She painted through to old age, until her 2009 stroke. She died three years later on May 5, 2012, in Manila, Philippines, at age 97. A senate resolution was filed by Senator Franklin Drilon recommending Magsaysay-Ho to be conferred the National Artist Award for her contributions to Filipino modern art. The resolution ultimately did not pass as Magsaysay-Ho died a Canadian citizen.

==Awards==
- 2nd prize at the Manila Grand Opera House Exhibition (1950) for "Five Senses"
- 1st prize of The Philippine Art Association (PAG) (1952) for "Cooks"
- 2nd prize of The Philippine Art Association (PAG) (1953) for "Fruit Vendors"
- 1st prize of The Philippine Art Association (PAG) (1959) for "Mending the Nets"
- 1st prize of The Philippine Art Association (PAG) (1960) for "Two Women"
- 2nd prize of The Philippine Art Association (PAG) (1962) for "Trio"

==Collections==
There are collections of Anita Magsaysay-Ho in:

- The Ateneo Art Gallery, Manila, Philippines.
- The Lopez Memorial Museum and Library, Pasig, Philippines.
- The Metropolitan Museum of Manila, Manila Philippines.
- The Yuchengco Museum, Makati City, Philippines.
******
What to work on →
A – In the passage on Anita Magsaysay-Ho, which senator filed the resolution recommending her for the National Artist Award?
B – Write out the stretch of the Anita Magsaysay-Ho passage from "She painted through" through "a Canadian citizen." again, swapping "Canadian" for "foreign".
******
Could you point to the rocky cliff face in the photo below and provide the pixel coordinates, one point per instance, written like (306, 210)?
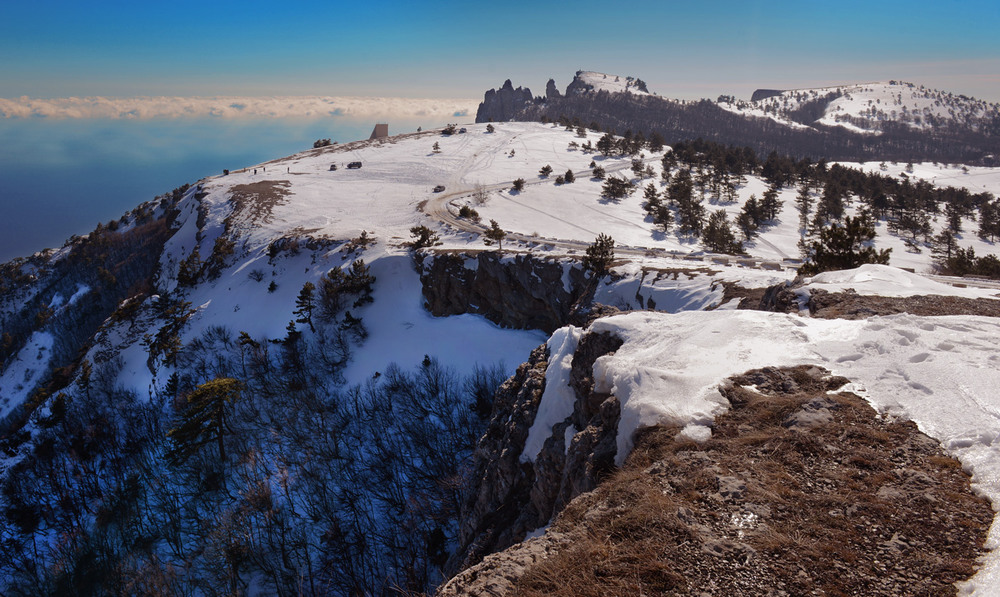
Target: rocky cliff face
(518, 292)
(791, 298)
(503, 104)
(551, 91)
(511, 497)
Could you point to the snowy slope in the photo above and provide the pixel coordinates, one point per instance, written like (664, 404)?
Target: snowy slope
(292, 220)
(940, 372)
(863, 107)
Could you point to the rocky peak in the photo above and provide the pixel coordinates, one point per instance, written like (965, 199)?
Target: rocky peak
(551, 91)
(503, 104)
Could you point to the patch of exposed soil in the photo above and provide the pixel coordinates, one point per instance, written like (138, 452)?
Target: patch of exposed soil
(254, 202)
(850, 305)
(799, 492)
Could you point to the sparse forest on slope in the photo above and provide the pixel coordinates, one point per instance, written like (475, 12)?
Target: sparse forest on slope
(240, 387)
(971, 136)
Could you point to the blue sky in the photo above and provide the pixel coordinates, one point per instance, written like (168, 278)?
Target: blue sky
(53, 48)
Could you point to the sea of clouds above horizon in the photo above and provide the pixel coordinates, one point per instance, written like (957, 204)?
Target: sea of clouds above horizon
(235, 107)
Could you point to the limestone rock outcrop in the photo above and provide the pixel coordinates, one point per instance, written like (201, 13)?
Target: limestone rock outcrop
(500, 105)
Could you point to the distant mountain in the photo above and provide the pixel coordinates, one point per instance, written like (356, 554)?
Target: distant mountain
(876, 121)
(311, 375)
(868, 107)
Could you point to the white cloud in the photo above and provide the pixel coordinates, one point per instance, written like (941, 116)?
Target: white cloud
(234, 107)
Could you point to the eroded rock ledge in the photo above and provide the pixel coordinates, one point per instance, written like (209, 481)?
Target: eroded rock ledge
(851, 305)
(800, 490)
(510, 498)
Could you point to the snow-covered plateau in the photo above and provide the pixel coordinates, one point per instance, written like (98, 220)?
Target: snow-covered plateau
(245, 270)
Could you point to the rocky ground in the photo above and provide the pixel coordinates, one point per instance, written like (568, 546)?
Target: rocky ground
(800, 491)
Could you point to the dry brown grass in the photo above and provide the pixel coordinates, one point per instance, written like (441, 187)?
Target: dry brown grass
(856, 506)
(254, 202)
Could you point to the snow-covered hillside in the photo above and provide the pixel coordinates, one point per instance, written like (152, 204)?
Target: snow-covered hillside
(864, 107)
(297, 277)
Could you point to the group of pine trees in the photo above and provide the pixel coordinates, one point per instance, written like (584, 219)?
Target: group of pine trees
(253, 468)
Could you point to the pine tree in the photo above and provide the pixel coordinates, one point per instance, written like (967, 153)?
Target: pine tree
(203, 419)
(750, 217)
(652, 196)
(616, 188)
(690, 211)
(600, 255)
(424, 237)
(943, 247)
(664, 218)
(844, 246)
(305, 304)
(718, 235)
(770, 205)
(494, 234)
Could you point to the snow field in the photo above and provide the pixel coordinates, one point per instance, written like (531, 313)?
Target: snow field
(940, 372)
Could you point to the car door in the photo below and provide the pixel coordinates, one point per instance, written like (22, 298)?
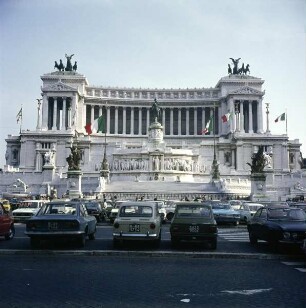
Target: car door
(90, 220)
(5, 220)
(257, 223)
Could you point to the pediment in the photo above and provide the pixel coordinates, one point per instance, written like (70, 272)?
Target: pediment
(59, 87)
(246, 90)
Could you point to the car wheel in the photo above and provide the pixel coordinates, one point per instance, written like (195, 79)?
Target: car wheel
(11, 233)
(81, 241)
(92, 236)
(116, 243)
(34, 242)
(213, 244)
(157, 241)
(174, 242)
(253, 238)
(170, 216)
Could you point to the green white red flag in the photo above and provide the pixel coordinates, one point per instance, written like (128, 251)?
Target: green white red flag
(96, 126)
(282, 117)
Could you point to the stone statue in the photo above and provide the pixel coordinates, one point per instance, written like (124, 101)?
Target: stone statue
(235, 62)
(59, 66)
(74, 158)
(155, 109)
(75, 66)
(69, 65)
(258, 161)
(48, 157)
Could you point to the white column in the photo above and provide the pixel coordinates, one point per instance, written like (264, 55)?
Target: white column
(124, 121)
(92, 114)
(132, 120)
(203, 118)
(64, 114)
(54, 127)
(259, 117)
(139, 121)
(195, 121)
(38, 126)
(108, 120)
(241, 118)
(250, 118)
(171, 121)
(148, 119)
(187, 121)
(116, 120)
(45, 112)
(179, 122)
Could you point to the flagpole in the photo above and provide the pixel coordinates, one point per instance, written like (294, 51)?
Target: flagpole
(286, 121)
(21, 120)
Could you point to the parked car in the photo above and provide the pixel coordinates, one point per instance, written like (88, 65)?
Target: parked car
(300, 205)
(7, 228)
(27, 209)
(247, 210)
(6, 204)
(61, 220)
(193, 221)
(94, 208)
(276, 224)
(114, 211)
(137, 220)
(224, 213)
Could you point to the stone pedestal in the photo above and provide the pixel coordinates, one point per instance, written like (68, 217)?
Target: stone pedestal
(258, 187)
(74, 178)
(48, 173)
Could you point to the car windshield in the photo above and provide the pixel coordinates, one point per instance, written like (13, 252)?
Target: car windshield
(193, 211)
(28, 205)
(221, 206)
(93, 205)
(286, 214)
(253, 207)
(62, 208)
(136, 211)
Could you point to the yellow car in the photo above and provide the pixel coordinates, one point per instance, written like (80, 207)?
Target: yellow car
(137, 221)
(5, 204)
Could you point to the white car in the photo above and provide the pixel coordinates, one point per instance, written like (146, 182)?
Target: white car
(27, 209)
(137, 221)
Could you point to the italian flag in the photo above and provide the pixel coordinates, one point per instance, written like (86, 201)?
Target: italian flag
(96, 126)
(226, 117)
(209, 126)
(282, 117)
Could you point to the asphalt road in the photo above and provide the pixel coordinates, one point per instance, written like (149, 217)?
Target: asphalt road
(237, 274)
(232, 240)
(113, 281)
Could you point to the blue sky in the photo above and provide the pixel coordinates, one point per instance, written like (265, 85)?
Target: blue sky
(153, 44)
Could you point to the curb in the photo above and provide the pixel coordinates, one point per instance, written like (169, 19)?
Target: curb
(159, 254)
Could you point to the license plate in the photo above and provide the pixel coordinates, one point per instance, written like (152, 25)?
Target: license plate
(194, 229)
(134, 228)
(53, 225)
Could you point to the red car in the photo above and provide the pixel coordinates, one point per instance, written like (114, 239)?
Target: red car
(7, 228)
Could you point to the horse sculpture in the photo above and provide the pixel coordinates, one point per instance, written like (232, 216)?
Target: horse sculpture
(155, 110)
(59, 66)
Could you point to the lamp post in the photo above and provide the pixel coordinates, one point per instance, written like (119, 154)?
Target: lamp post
(104, 170)
(267, 112)
(215, 167)
(38, 112)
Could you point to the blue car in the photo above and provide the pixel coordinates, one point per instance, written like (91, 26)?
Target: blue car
(278, 224)
(61, 220)
(225, 214)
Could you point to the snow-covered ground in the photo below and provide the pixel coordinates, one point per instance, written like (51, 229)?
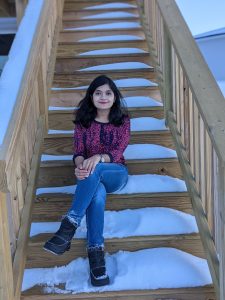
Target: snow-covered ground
(162, 268)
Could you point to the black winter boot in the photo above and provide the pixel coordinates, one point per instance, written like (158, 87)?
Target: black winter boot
(98, 273)
(61, 240)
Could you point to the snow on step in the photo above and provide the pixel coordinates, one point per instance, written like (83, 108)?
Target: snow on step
(111, 15)
(119, 25)
(131, 82)
(107, 38)
(132, 222)
(113, 51)
(153, 269)
(144, 183)
(118, 66)
(111, 5)
(136, 151)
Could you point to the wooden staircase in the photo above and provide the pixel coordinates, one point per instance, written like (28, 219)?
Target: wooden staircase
(56, 173)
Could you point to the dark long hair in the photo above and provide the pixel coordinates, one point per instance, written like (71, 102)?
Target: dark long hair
(87, 112)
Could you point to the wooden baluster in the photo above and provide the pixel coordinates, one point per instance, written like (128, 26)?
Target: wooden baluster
(6, 275)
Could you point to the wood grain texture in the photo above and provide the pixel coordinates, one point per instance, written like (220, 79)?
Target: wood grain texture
(51, 207)
(38, 257)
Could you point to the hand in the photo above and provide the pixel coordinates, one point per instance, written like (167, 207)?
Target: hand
(90, 163)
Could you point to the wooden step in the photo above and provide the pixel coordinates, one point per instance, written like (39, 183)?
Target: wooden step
(62, 144)
(92, 22)
(77, 14)
(61, 173)
(73, 49)
(70, 65)
(71, 98)
(195, 293)
(69, 35)
(79, 5)
(51, 207)
(37, 257)
(63, 119)
(77, 78)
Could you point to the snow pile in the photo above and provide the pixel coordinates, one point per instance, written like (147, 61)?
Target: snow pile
(119, 25)
(153, 269)
(132, 222)
(111, 51)
(111, 5)
(111, 15)
(118, 66)
(10, 80)
(144, 183)
(106, 38)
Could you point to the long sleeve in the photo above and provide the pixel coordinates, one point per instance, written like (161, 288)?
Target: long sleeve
(116, 150)
(79, 142)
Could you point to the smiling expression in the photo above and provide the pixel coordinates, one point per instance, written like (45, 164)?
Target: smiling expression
(103, 97)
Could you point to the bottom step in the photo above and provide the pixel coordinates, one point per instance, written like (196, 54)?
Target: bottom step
(197, 293)
(149, 272)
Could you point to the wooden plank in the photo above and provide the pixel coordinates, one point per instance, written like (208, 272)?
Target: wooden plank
(71, 98)
(195, 293)
(20, 255)
(79, 5)
(38, 257)
(63, 120)
(61, 173)
(77, 78)
(203, 226)
(69, 35)
(70, 65)
(73, 49)
(62, 144)
(51, 207)
(6, 274)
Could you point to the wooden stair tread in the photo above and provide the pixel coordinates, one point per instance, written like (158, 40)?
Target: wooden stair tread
(71, 98)
(194, 293)
(38, 257)
(63, 119)
(97, 21)
(50, 207)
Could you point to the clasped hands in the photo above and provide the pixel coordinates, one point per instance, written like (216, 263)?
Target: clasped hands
(87, 167)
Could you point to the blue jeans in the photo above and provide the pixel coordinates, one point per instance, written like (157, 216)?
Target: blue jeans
(90, 197)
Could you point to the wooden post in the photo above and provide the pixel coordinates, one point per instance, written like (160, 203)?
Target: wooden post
(221, 227)
(167, 78)
(6, 275)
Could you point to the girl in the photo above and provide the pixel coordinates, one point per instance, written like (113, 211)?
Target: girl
(101, 135)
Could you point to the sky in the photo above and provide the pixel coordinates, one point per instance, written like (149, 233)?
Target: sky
(203, 15)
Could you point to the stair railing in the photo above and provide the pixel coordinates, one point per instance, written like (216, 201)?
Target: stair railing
(195, 113)
(20, 148)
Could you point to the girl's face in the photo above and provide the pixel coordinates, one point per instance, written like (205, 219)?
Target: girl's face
(103, 97)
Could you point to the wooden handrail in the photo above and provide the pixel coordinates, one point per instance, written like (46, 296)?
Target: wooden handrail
(194, 111)
(20, 151)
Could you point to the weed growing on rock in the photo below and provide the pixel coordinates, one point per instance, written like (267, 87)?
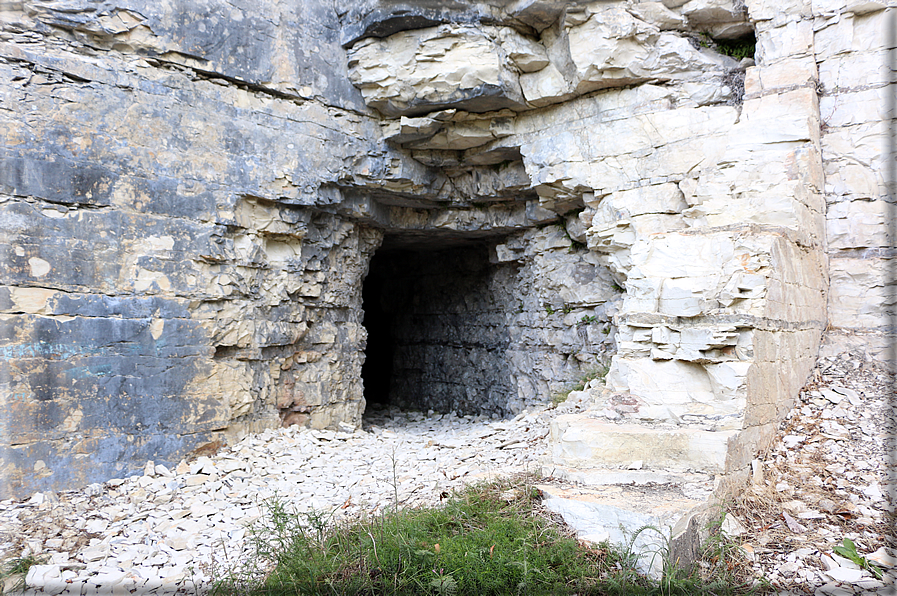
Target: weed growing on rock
(14, 572)
(597, 372)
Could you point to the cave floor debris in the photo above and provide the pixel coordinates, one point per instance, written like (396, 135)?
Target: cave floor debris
(824, 479)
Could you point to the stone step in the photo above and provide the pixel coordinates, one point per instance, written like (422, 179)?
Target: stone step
(579, 441)
(639, 519)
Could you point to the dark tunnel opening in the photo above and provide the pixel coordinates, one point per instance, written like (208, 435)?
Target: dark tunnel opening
(437, 324)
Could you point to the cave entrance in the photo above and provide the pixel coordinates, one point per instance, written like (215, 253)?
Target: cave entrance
(437, 323)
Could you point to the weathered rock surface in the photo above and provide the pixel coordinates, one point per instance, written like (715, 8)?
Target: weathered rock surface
(193, 201)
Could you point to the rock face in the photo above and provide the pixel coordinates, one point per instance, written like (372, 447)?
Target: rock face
(208, 209)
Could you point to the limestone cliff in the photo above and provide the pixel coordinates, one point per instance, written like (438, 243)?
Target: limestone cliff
(214, 212)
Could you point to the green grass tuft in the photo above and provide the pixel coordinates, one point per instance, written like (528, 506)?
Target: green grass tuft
(490, 539)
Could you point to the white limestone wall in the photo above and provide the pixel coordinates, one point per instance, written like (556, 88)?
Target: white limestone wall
(852, 47)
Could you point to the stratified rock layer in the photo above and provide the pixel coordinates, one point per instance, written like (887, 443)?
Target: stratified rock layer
(191, 198)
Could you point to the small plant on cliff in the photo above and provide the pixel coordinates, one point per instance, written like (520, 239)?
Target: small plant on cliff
(596, 372)
(848, 550)
(13, 573)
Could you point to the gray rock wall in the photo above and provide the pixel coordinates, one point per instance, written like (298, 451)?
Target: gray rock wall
(191, 194)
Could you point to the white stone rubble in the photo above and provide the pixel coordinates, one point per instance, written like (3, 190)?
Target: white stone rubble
(170, 529)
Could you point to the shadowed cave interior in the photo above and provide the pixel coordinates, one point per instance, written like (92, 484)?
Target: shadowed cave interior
(437, 323)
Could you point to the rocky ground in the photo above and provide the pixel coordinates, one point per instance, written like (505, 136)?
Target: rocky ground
(824, 480)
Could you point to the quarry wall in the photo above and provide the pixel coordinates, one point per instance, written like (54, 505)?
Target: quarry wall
(192, 193)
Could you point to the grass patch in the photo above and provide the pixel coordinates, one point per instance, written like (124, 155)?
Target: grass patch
(490, 539)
******
Responses to the tasks →
A – Senator Franklin Drilon

B –
She painted through to old age, until her 2009 stroke. She died three years later on May 5, 2012, in Manila, Philippines, at age 97. A senate resolution was filed by Senator Franklin Drilon recommending Magsaysay-Ho to be conferred the National Artist Award for her contributions to Filipino modern art. The resolution ultimately did not pass as Magsaysay-Ho died a foreign citizen.